▶ Problem details: Could you continue the CB-SLICE write-up below, picking up right after its final sentence?

CB-SLICE: Concept-Based Interpretable Error Slice Discovery¶
Conference: ICML2026
arXiv: 2605.29836
Code: https://github.com/yaelkon/CB-SLICE
Area: Interpretability
Keywords: Error Slice Discovery, Concept Bottleneck Models, Model Debugging, Bias Detection, Explainable AI
TL;DR¶
CB-SLICE utilizes the concept prediction space of Concept Bottleneck Models (CBM) to discover and explain systematic error slices in deep learning models. Through a three-step pipeline—filtering error-prone concepts, clustering with GMM to form slices, and providing keyword-based concept explanations—it consistently outperforms existing methods across multiple benchmarks while providing faithful explanations directly rooted in the model's internal decision logic.
Background & Motivation¶
Background: Although deep learning models excel in average performance, they often exhibit systematic errors on specific data subgroups (error slices). Existing Systematic Error Discovery Methods (SDM) such as Domino, GEORGE, and Spotlight have been able to identify these failure modes to some extent.

▶ Dataset records:
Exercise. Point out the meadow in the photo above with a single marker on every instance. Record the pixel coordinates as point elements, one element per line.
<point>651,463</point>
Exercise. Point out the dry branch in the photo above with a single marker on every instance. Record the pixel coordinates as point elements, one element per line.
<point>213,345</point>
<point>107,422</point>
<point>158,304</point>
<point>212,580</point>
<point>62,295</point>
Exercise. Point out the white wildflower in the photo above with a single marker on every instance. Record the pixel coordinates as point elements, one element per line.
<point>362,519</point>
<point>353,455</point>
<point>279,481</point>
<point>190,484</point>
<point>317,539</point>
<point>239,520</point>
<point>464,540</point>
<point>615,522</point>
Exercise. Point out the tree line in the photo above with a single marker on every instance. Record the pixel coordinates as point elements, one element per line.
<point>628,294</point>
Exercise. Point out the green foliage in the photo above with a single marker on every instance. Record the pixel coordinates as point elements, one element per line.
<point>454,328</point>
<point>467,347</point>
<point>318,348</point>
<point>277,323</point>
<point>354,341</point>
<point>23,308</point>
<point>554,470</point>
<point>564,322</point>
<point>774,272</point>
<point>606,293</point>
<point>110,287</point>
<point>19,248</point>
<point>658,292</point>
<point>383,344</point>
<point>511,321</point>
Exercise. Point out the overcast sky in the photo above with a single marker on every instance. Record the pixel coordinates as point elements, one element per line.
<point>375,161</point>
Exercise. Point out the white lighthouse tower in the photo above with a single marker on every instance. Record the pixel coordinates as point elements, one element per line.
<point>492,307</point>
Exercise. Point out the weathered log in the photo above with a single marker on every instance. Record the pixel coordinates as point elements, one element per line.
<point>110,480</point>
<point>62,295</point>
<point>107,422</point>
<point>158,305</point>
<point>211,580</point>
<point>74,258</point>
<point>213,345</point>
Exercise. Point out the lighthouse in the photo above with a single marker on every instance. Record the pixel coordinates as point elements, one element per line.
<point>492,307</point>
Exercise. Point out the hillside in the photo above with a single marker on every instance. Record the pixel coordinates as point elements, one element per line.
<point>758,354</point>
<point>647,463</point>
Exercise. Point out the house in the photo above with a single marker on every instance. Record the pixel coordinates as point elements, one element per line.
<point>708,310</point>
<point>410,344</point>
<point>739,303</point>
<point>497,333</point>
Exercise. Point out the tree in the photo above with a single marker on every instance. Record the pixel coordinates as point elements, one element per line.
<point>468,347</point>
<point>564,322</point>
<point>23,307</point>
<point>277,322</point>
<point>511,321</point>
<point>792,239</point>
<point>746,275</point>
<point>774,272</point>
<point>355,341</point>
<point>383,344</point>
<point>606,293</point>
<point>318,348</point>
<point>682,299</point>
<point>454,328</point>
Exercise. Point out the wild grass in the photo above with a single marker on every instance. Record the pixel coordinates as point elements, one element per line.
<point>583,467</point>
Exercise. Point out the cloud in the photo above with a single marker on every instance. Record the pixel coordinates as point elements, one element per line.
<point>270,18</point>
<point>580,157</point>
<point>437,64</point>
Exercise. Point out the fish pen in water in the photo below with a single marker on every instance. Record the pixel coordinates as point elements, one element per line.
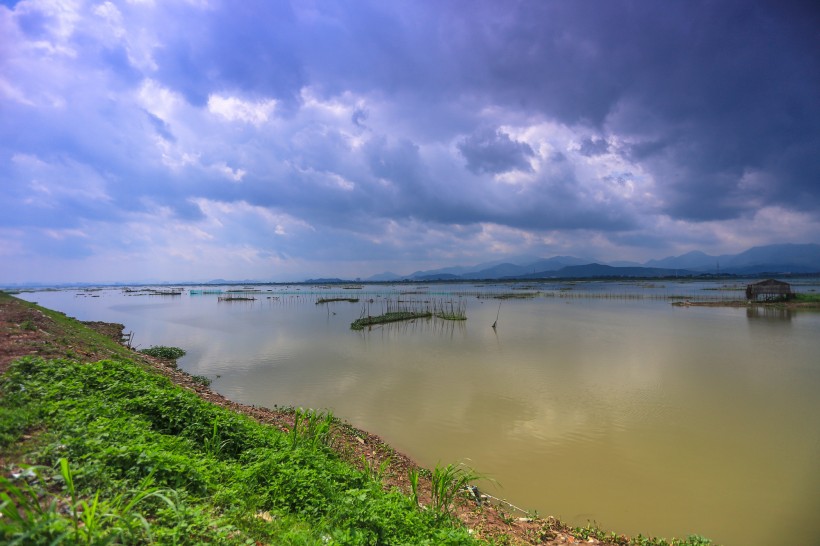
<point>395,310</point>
* * *
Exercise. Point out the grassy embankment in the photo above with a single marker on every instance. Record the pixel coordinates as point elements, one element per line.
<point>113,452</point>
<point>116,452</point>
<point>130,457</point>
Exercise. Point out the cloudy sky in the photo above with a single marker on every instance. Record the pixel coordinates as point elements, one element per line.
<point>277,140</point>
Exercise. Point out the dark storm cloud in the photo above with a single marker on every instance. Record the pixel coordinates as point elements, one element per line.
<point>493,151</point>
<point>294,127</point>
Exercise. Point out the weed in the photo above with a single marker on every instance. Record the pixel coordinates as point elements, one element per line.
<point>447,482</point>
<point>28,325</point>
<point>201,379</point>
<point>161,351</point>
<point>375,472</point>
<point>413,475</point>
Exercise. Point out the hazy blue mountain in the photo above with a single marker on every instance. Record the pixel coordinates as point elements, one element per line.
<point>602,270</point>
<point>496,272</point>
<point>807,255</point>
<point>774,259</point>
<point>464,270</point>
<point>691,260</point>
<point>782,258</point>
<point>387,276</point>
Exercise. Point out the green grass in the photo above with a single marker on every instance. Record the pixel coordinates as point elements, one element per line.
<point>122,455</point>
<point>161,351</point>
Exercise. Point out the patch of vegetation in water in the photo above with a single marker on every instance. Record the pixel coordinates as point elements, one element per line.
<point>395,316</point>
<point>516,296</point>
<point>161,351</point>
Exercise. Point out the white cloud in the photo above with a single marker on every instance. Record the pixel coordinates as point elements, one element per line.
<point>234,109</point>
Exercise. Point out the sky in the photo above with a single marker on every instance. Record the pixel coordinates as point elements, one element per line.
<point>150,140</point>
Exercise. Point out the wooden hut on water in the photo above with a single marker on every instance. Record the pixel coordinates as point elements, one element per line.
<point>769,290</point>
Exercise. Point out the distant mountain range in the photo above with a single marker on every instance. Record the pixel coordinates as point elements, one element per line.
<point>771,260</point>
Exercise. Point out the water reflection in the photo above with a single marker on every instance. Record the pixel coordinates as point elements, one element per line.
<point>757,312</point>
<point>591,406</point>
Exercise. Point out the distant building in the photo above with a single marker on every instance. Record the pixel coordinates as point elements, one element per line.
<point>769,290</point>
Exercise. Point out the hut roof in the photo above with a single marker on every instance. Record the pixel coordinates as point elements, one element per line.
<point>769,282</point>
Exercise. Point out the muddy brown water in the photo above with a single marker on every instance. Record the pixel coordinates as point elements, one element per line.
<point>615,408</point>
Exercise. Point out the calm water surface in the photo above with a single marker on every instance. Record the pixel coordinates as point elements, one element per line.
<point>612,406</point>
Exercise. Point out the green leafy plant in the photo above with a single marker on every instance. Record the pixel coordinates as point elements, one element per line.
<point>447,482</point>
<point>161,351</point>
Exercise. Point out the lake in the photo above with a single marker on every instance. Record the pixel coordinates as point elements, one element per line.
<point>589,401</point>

▶ Final result:
Limitations of Prior Work: Existing SDMs typically rely on auxiliary language models (e.g., ClipCap) to generate explanations. However, these explanations are decoupled from the internal reasoning process of the model under analysis—they are merely indirect approximations of error sources, which can be inaccurate or even misleading. Worse, the auxiliary models themselves may introduce additional biases, further reducing the reliability of explanations.
Key Challenge: Error slice discovery needs to solve two problems simultaneously: (i) finding subsets of error samples that share a semantic failure mode, and (ii) explaining the causes of failure in a human-understandable way. Existing methods separate these two steps, resulting in explanations that are unfaithful to the model's actual decision-making process.
Goal: To design a framework that unifies slice discovery and bias explanation within the model's internal representation space, making the explanations directly linked to the model's decision logic.
Key Insight: Concept Bottleneck Models (CBM) first predict human-understandable concepts (e.g., "dark skin", "asymmetric") and then perform classification based on these concept predictions. This structured prediction flow naturally establishes a transparent link between model decisions and semantic concepts. When downstream predictions depend on intermediate concept predictions, systematic errors must originate from the concept prediction stage.
Core Idea: Perform error slice discovery and explanation within the concept logit space of the CBM, transforming SDM from a "post-hoc description" into a "model-aware" process.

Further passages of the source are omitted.